Material provided:
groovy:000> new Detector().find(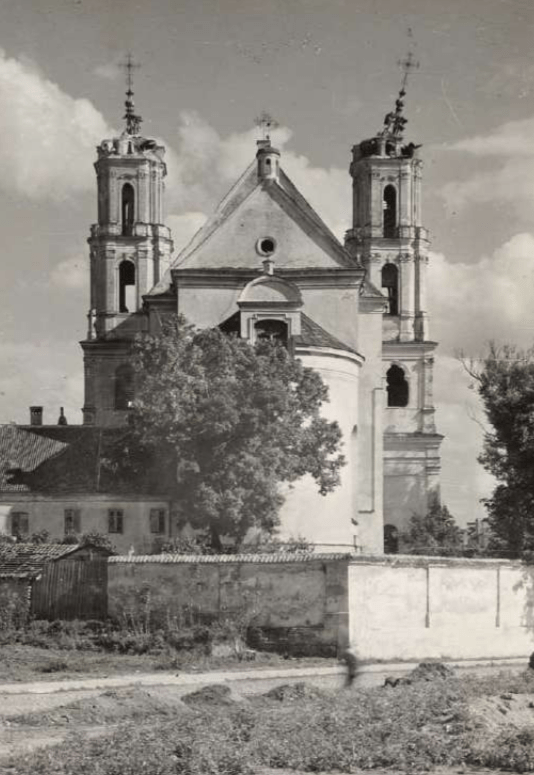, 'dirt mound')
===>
[384,662,454,686]
[7,687,190,726]
[469,692,534,733]
[262,681,324,702]
[182,684,245,706]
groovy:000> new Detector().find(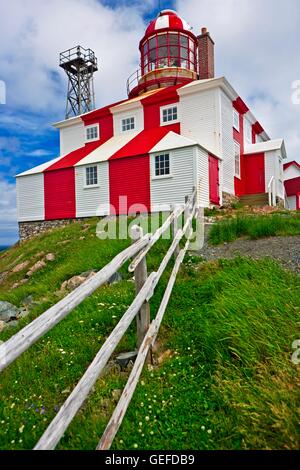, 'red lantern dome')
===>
[145,10,192,36]
[127,10,197,98]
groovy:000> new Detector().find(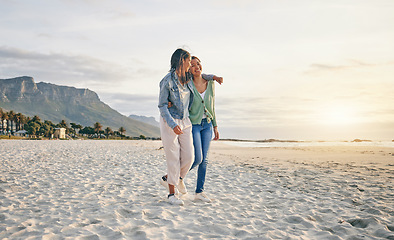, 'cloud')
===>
[305,59,393,74]
[98,92,159,120]
[0,47,136,88]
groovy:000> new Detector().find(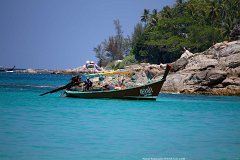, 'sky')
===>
[0,0,175,69]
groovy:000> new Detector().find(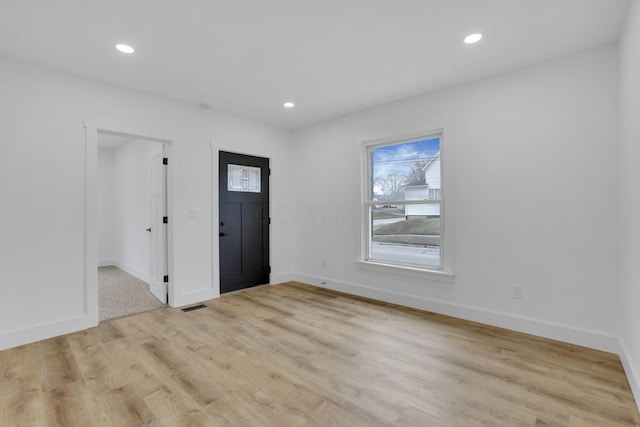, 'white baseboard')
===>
[112,259,151,284]
[270,273,299,285]
[291,273,620,354]
[618,340,640,411]
[0,315,98,350]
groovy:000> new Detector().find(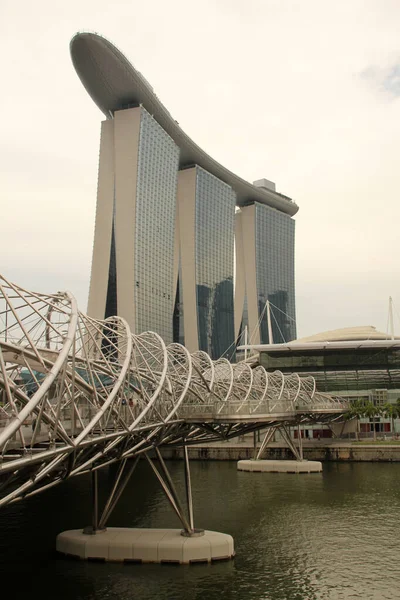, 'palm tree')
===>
[363,402,382,442]
[382,402,399,435]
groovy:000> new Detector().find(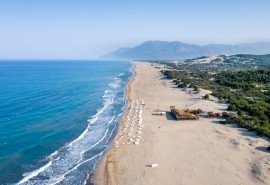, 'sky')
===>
[0,0,270,60]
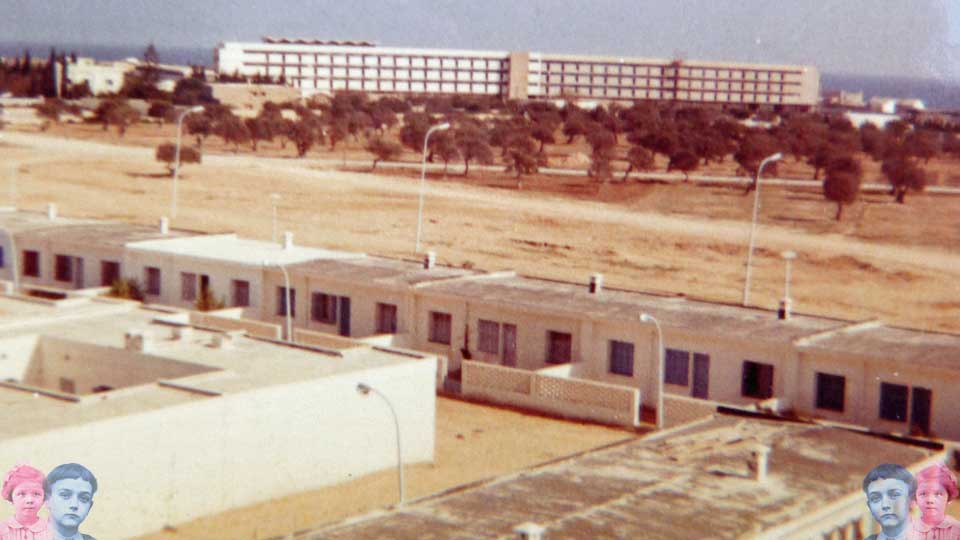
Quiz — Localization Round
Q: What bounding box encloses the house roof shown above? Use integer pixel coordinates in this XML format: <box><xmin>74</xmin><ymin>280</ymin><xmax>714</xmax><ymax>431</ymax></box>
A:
<box><xmin>422</xmin><ymin>275</ymin><xmax>847</xmax><ymax>342</ymax></box>
<box><xmin>316</xmin><ymin>414</ymin><xmax>934</xmax><ymax>540</ymax></box>
<box><xmin>288</xmin><ymin>257</ymin><xmax>478</xmax><ymax>286</ymax></box>
<box><xmin>122</xmin><ymin>234</ymin><xmax>363</xmax><ymax>266</ymax></box>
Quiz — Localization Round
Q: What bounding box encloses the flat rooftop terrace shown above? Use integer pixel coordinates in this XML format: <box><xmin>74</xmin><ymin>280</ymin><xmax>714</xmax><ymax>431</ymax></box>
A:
<box><xmin>316</xmin><ymin>414</ymin><xmax>935</xmax><ymax>540</ymax></box>
<box><xmin>0</xmin><ymin>297</ymin><xmax>434</xmax><ymax>437</ymax></box>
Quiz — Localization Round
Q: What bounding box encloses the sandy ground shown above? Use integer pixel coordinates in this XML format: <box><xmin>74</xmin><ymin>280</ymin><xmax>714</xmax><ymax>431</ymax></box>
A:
<box><xmin>0</xmin><ymin>126</ymin><xmax>960</xmax><ymax>331</ymax></box>
<box><xmin>0</xmin><ymin>126</ymin><xmax>960</xmax><ymax>540</ymax></box>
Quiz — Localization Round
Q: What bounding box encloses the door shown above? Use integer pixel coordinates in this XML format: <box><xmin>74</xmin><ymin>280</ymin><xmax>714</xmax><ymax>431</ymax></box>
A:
<box><xmin>910</xmin><ymin>386</ymin><xmax>933</xmax><ymax>435</ymax></box>
<box><xmin>73</xmin><ymin>257</ymin><xmax>83</xmax><ymax>289</ymax></box>
<box><xmin>503</xmin><ymin>323</ymin><xmax>517</xmax><ymax>366</ymax></box>
<box><xmin>693</xmin><ymin>353</ymin><xmax>710</xmax><ymax>399</ymax></box>
<box><xmin>337</xmin><ymin>296</ymin><xmax>350</xmax><ymax>336</ymax></box>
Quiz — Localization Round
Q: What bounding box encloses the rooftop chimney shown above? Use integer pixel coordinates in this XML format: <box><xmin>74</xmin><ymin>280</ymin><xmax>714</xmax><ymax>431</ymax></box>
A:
<box><xmin>752</xmin><ymin>444</ymin><xmax>770</xmax><ymax>482</ymax></box>
<box><xmin>513</xmin><ymin>522</ymin><xmax>547</xmax><ymax>540</ymax></box>
<box><xmin>590</xmin><ymin>274</ymin><xmax>603</xmax><ymax>294</ymax></box>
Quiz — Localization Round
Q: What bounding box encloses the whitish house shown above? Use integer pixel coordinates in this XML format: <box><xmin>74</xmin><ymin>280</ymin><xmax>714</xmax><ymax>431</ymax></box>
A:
<box><xmin>415</xmin><ymin>273</ymin><xmax>845</xmax><ymax>408</ymax></box>
<box><xmin>124</xmin><ymin>233</ymin><xmax>363</xmax><ymax>320</ymax></box>
<box><xmin>264</xmin><ymin>257</ymin><xmax>477</xmax><ymax>346</ymax></box>
<box><xmin>0</xmin><ymin>296</ymin><xmax>436</xmax><ymax>538</ymax></box>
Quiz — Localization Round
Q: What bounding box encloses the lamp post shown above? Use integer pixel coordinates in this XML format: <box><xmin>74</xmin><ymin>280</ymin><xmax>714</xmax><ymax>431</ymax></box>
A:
<box><xmin>743</xmin><ymin>152</ymin><xmax>783</xmax><ymax>306</ymax></box>
<box><xmin>270</xmin><ymin>193</ymin><xmax>280</xmax><ymax>243</ymax></box>
<box><xmin>170</xmin><ymin>105</ymin><xmax>203</xmax><ymax>219</ymax></box>
<box><xmin>640</xmin><ymin>313</ymin><xmax>664</xmax><ymax>429</ymax></box>
<box><xmin>263</xmin><ymin>261</ymin><xmax>293</xmax><ymax>343</ymax></box>
<box><xmin>414</xmin><ymin>122</ymin><xmax>450</xmax><ymax>253</ymax></box>
<box><xmin>357</xmin><ymin>383</ymin><xmax>404</xmax><ymax>504</ymax></box>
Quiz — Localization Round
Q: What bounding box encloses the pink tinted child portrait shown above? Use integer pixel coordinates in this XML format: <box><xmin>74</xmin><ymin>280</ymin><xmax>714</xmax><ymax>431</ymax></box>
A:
<box><xmin>0</xmin><ymin>465</ymin><xmax>49</xmax><ymax>540</ymax></box>
<box><xmin>910</xmin><ymin>463</ymin><xmax>960</xmax><ymax>540</ymax></box>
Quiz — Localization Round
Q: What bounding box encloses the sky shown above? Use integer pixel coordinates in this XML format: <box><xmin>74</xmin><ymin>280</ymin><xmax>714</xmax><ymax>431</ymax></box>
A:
<box><xmin>0</xmin><ymin>0</ymin><xmax>960</xmax><ymax>81</ymax></box>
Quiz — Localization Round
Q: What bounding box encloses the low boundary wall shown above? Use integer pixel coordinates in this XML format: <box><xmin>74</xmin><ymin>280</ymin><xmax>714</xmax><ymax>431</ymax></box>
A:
<box><xmin>461</xmin><ymin>360</ymin><xmax>640</xmax><ymax>428</ymax></box>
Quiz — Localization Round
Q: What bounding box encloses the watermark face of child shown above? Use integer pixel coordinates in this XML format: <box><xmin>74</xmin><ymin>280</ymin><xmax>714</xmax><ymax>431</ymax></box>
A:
<box><xmin>10</xmin><ymin>482</ymin><xmax>43</xmax><ymax>523</ymax></box>
<box><xmin>47</xmin><ymin>478</ymin><xmax>93</xmax><ymax>528</ymax></box>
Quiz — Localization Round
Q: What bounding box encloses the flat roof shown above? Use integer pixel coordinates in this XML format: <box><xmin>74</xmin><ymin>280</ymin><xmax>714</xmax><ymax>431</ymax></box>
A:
<box><xmin>288</xmin><ymin>256</ymin><xmax>480</xmax><ymax>286</ymax></box>
<box><xmin>318</xmin><ymin>414</ymin><xmax>935</xmax><ymax>540</ymax></box>
<box><xmin>20</xmin><ymin>221</ymin><xmax>202</xmax><ymax>247</ymax></box>
<box><xmin>421</xmin><ymin>275</ymin><xmax>849</xmax><ymax>342</ymax></box>
<box><xmin>800</xmin><ymin>325</ymin><xmax>960</xmax><ymax>369</ymax></box>
<box><xmin>127</xmin><ymin>234</ymin><xmax>364</xmax><ymax>266</ymax></box>
<box><xmin>0</xmin><ymin>296</ymin><xmax>434</xmax><ymax>438</ymax></box>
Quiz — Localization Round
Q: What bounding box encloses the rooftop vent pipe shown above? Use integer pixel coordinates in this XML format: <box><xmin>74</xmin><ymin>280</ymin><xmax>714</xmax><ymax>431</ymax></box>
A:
<box><xmin>590</xmin><ymin>274</ymin><xmax>603</xmax><ymax>294</ymax></box>
<box><xmin>513</xmin><ymin>522</ymin><xmax>547</xmax><ymax>540</ymax></box>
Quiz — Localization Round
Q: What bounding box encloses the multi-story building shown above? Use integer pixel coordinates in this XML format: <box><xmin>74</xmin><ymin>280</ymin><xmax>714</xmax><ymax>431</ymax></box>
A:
<box><xmin>214</xmin><ymin>37</ymin><xmax>820</xmax><ymax>107</ymax></box>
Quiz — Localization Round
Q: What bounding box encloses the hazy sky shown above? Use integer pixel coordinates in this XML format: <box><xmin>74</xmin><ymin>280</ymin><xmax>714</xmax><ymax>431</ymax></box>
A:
<box><xmin>0</xmin><ymin>0</ymin><xmax>960</xmax><ymax>80</ymax></box>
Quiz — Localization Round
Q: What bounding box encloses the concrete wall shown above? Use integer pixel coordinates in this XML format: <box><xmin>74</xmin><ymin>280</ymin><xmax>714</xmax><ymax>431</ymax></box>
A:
<box><xmin>0</xmin><ymin>356</ymin><xmax>435</xmax><ymax>538</ymax></box>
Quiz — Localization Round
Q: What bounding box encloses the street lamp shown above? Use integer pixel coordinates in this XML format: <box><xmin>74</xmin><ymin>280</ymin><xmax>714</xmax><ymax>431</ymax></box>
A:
<box><xmin>263</xmin><ymin>261</ymin><xmax>293</xmax><ymax>342</ymax></box>
<box><xmin>357</xmin><ymin>383</ymin><xmax>404</xmax><ymax>504</ymax></box>
<box><xmin>170</xmin><ymin>105</ymin><xmax>203</xmax><ymax>218</ymax></box>
<box><xmin>414</xmin><ymin>122</ymin><xmax>450</xmax><ymax>253</ymax></box>
<box><xmin>270</xmin><ymin>193</ymin><xmax>280</xmax><ymax>242</ymax></box>
<box><xmin>640</xmin><ymin>313</ymin><xmax>664</xmax><ymax>429</ymax></box>
<box><xmin>743</xmin><ymin>152</ymin><xmax>783</xmax><ymax>306</ymax></box>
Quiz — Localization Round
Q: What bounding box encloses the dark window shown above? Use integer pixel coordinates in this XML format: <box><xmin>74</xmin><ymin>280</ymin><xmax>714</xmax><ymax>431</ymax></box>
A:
<box><xmin>23</xmin><ymin>250</ymin><xmax>40</xmax><ymax>277</ymax></box>
<box><xmin>547</xmin><ymin>330</ymin><xmax>573</xmax><ymax>364</ymax></box>
<box><xmin>146</xmin><ymin>266</ymin><xmax>160</xmax><ymax>296</ymax></box>
<box><xmin>880</xmin><ymin>383</ymin><xmax>909</xmax><ymax>422</ymax></box>
<box><xmin>740</xmin><ymin>360</ymin><xmax>773</xmax><ymax>399</ymax></box>
<box><xmin>429</xmin><ymin>311</ymin><xmax>453</xmax><ymax>345</ymax></box>
<box><xmin>477</xmin><ymin>319</ymin><xmax>500</xmax><ymax>354</ymax></box>
<box><xmin>231</xmin><ymin>279</ymin><xmax>250</xmax><ymax>307</ymax></box>
<box><xmin>277</xmin><ymin>287</ymin><xmax>297</xmax><ymax>317</ymax></box>
<box><xmin>377</xmin><ymin>302</ymin><xmax>397</xmax><ymax>334</ymax></box>
<box><xmin>609</xmin><ymin>339</ymin><xmax>633</xmax><ymax>377</ymax></box>
<box><xmin>53</xmin><ymin>255</ymin><xmax>73</xmax><ymax>282</ymax></box>
<box><xmin>663</xmin><ymin>349</ymin><xmax>690</xmax><ymax>386</ymax></box>
<box><xmin>310</xmin><ymin>293</ymin><xmax>337</xmax><ymax>324</ymax></box>
<box><xmin>817</xmin><ymin>373</ymin><xmax>847</xmax><ymax>412</ymax></box>
<box><xmin>180</xmin><ymin>272</ymin><xmax>197</xmax><ymax>302</ymax></box>
<box><xmin>100</xmin><ymin>261</ymin><xmax>120</xmax><ymax>287</ymax></box>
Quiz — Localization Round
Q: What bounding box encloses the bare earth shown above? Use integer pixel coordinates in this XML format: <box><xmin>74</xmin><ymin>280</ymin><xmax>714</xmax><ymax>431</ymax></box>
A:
<box><xmin>0</xmin><ymin>126</ymin><xmax>960</xmax><ymax>540</ymax></box>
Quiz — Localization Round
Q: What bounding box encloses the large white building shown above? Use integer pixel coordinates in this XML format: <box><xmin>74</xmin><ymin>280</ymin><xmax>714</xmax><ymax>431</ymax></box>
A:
<box><xmin>214</xmin><ymin>37</ymin><xmax>820</xmax><ymax>107</ymax></box>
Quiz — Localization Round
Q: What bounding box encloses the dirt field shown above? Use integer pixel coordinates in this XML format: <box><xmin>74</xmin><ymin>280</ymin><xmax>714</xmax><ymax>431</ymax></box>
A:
<box><xmin>133</xmin><ymin>398</ymin><xmax>636</xmax><ymax>540</ymax></box>
<box><xmin>0</xmin><ymin>126</ymin><xmax>960</xmax><ymax>331</ymax></box>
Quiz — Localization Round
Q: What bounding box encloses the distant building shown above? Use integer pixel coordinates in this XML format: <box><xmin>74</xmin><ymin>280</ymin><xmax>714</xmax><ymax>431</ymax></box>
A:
<box><xmin>214</xmin><ymin>38</ymin><xmax>820</xmax><ymax>107</ymax></box>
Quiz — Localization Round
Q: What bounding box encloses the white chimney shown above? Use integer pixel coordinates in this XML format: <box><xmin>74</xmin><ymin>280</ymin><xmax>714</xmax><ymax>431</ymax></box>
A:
<box><xmin>752</xmin><ymin>444</ymin><xmax>770</xmax><ymax>482</ymax></box>
<box><xmin>590</xmin><ymin>274</ymin><xmax>603</xmax><ymax>294</ymax></box>
<box><xmin>513</xmin><ymin>522</ymin><xmax>547</xmax><ymax>540</ymax></box>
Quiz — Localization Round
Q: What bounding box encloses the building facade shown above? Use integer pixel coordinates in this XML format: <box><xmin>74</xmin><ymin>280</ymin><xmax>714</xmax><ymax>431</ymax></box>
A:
<box><xmin>214</xmin><ymin>38</ymin><xmax>820</xmax><ymax>107</ymax></box>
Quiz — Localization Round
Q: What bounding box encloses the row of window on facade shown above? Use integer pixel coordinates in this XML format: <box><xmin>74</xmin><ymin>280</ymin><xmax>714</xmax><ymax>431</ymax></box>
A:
<box><xmin>531</xmin><ymin>61</ymin><xmax>800</xmax><ymax>81</ymax></box>
<box><xmin>541</xmin><ymin>84</ymin><xmax>792</xmax><ymax>103</ymax></box>
<box><xmin>293</xmin><ymin>78</ymin><xmax>507</xmax><ymax>95</ymax></box>
<box><xmin>544</xmin><ymin>75</ymin><xmax>793</xmax><ymax>93</ymax></box>
<box><xmin>243</xmin><ymin>50</ymin><xmax>509</xmax><ymax>70</ymax></box>
<box><xmin>255</xmin><ymin>63</ymin><xmax>506</xmax><ymax>82</ymax></box>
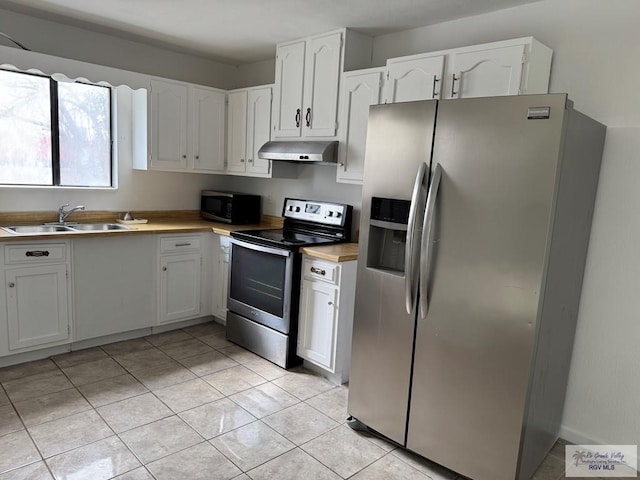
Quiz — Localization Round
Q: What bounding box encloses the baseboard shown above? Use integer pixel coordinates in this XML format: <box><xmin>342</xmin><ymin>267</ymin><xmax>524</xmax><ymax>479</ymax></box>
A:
<box><xmin>560</xmin><ymin>425</ymin><xmax>609</xmax><ymax>445</ymax></box>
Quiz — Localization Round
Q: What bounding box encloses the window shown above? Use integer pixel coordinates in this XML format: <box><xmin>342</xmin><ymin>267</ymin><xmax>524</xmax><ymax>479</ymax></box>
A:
<box><xmin>0</xmin><ymin>70</ymin><xmax>113</xmax><ymax>187</ymax></box>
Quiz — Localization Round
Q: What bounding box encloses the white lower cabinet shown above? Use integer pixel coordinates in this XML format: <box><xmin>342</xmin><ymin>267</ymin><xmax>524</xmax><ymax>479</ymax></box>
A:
<box><xmin>297</xmin><ymin>255</ymin><xmax>356</xmax><ymax>384</ymax></box>
<box><xmin>157</xmin><ymin>235</ymin><xmax>203</xmax><ymax>325</ymax></box>
<box><xmin>213</xmin><ymin>235</ymin><xmax>231</xmax><ymax>322</ymax></box>
<box><xmin>0</xmin><ymin>242</ymin><xmax>71</xmax><ymax>355</ymax></box>
<box><xmin>73</xmin><ymin>235</ymin><xmax>156</xmax><ymax>341</ymax></box>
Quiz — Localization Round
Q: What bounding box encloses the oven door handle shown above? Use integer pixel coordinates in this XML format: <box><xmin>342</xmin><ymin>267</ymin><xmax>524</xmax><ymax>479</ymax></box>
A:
<box><xmin>231</xmin><ymin>238</ymin><xmax>293</xmax><ymax>257</ymax></box>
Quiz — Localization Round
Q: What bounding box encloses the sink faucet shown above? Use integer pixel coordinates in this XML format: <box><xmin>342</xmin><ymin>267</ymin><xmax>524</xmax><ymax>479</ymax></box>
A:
<box><xmin>58</xmin><ymin>203</ymin><xmax>84</xmax><ymax>223</ymax></box>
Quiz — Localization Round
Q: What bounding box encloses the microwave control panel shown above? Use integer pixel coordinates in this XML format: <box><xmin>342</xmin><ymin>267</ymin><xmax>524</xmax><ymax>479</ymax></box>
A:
<box><xmin>282</xmin><ymin>198</ymin><xmax>347</xmax><ymax>226</ymax></box>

Objective:
Find every line in the records that contains the string "facade" and copy each one out, treating uppercase and lowercase as different.

The reply:
Q: What bounding box encloses the building facade shown above? Use integer pixel coordinates in this XML format: <box><xmin>74</xmin><ymin>280</ymin><xmax>714</xmax><ymax>431</ymax></box>
Q: What bounding box encloses the row of window on facade shown above? Use integer pixel coordinates in this XML format: <box><xmin>74</xmin><ymin>280</ymin><xmax>714</xmax><ymax>431</ymax></box>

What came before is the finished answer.